* **Exercise**
Go through the data from its first line and retype each line, stopping once the line containing "positive clicks: (456, 365)" has been retyped.

┌──

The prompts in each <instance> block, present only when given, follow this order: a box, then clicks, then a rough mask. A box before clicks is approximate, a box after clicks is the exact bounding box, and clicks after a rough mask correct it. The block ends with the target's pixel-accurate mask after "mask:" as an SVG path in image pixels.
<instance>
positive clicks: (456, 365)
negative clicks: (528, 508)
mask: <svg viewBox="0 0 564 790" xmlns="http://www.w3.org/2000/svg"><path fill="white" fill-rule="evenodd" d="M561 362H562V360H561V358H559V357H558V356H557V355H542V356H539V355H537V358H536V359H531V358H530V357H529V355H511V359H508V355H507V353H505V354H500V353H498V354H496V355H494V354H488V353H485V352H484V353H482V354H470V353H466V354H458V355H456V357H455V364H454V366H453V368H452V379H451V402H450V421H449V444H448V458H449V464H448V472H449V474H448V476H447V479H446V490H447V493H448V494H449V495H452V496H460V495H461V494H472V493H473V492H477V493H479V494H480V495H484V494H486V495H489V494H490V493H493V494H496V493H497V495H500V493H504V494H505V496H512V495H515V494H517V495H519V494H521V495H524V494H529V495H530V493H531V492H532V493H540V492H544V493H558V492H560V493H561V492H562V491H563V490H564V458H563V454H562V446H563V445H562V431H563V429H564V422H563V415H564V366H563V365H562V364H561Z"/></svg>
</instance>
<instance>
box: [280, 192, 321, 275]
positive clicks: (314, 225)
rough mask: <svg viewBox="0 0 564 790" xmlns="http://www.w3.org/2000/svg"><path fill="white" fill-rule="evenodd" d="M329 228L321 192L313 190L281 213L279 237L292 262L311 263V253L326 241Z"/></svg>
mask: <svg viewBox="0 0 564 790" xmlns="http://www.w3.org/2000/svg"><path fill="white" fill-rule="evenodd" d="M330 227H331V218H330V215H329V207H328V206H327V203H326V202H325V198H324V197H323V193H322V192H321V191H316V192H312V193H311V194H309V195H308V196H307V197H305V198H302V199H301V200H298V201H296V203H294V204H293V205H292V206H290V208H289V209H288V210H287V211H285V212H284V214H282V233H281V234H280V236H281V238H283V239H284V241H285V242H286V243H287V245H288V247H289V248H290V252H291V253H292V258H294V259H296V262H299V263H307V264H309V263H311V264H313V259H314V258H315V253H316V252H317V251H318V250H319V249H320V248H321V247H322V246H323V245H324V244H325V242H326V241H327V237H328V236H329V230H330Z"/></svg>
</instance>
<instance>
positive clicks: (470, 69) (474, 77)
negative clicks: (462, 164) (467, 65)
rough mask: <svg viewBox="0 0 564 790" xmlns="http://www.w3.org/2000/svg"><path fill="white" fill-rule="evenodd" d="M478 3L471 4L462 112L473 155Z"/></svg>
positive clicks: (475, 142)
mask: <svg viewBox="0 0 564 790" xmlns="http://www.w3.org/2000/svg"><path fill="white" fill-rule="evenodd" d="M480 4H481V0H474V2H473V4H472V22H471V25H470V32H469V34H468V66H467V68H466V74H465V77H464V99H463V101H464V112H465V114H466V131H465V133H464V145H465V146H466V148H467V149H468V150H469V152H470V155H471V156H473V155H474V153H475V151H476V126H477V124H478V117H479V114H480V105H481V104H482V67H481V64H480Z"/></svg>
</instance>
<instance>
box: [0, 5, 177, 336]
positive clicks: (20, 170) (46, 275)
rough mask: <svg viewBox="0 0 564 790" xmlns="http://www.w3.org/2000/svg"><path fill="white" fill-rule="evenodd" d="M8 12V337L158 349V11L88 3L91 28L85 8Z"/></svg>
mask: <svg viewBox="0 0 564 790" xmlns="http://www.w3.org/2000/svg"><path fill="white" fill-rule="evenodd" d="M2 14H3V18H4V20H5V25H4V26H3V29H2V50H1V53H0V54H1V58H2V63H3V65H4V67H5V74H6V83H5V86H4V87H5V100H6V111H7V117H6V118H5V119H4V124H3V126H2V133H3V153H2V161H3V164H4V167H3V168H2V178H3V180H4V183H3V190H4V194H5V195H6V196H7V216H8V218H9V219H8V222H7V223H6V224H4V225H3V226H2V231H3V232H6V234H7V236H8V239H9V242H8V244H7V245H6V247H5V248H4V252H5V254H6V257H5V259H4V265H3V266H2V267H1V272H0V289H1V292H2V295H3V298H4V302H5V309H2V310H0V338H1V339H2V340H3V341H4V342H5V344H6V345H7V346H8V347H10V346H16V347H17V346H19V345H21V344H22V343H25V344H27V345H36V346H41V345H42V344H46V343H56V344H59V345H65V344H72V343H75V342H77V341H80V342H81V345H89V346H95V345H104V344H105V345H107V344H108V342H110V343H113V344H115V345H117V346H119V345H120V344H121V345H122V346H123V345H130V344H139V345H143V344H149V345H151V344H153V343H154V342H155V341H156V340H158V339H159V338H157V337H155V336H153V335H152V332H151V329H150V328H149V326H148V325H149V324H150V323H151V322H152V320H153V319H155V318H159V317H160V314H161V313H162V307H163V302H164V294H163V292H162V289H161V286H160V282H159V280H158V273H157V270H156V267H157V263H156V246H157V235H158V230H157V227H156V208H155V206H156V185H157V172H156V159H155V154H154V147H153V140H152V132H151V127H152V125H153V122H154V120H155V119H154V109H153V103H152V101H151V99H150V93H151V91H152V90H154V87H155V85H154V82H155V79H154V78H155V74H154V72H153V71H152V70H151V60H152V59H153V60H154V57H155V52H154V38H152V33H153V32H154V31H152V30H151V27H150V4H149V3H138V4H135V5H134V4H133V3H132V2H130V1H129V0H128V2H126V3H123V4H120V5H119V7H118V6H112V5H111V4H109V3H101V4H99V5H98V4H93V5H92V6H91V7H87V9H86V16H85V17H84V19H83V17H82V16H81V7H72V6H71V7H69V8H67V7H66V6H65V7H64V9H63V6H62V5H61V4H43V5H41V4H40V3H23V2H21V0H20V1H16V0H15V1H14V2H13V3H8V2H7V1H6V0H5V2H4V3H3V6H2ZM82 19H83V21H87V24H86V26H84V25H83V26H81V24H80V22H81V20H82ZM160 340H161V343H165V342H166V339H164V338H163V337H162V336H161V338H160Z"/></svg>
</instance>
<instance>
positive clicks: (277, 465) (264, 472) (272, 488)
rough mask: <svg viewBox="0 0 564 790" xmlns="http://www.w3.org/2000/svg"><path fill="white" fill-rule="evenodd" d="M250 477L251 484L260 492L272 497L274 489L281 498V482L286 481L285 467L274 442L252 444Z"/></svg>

└──

* **Output**
The prompts in each <instance> block, present only when given, follow this order: a box, then clicks, then a rough mask. A box before clicks is approximate, a box after clicks is the exact bounding box, and clicks after a rough mask correct it. The block ends with the target's pixel-accurate mask after "mask:" as an SVG path in image pixels.
<instance>
positive clicks: (456, 365)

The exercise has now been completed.